___ SUPPLIED MATERIAL

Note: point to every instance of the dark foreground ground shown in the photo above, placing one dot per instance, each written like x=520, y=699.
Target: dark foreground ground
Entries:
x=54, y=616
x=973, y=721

______

§ SHORT TASK: Please copy the lines above, swapping "foreground" for "background" wherever it occurs and leaving everything else untouched.

§ ANSWER IN FULL:
Note: point to every instance of the dark background ground shown in the photo above, placing one dot per instance, each written like x=520, y=699.
Target: dark background ground
Entries:
x=54, y=616
x=973, y=721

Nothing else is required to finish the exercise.